_GIVEN INFORMATION_.
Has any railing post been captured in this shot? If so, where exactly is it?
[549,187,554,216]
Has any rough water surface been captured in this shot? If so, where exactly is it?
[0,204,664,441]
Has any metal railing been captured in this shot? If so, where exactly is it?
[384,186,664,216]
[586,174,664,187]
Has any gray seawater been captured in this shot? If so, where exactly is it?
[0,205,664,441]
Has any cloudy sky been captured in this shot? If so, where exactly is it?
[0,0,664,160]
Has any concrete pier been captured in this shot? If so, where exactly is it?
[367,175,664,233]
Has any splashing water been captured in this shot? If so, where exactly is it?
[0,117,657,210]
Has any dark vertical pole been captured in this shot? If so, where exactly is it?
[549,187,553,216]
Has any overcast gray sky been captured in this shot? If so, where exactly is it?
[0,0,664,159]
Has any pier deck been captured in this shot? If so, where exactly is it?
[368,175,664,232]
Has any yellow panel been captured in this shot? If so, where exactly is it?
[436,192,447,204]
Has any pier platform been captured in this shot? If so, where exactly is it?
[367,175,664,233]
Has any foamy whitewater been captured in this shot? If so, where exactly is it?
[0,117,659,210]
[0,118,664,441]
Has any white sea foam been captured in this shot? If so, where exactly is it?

_YOUR OBJECTIVE_. Convert the lines above into a JSON list of strings with one string per line and no blank lines. Begin at the line that contains "Has any pier platform" and continue through the last line of the items.

_SOLUTION FOR THIS EXERCISE_.
[
  "Has any pier platform been captured in this shot? If so, where exactly is it?",
  "[367,175,664,233]",
  "Has any foamy whitewater been captured in this shot? If so, where exactly is it?",
  "[0,117,659,210]",
  "[0,118,664,441]",
  "Has any white sea foam been captured in this shot? If so, where exactly is it?"
]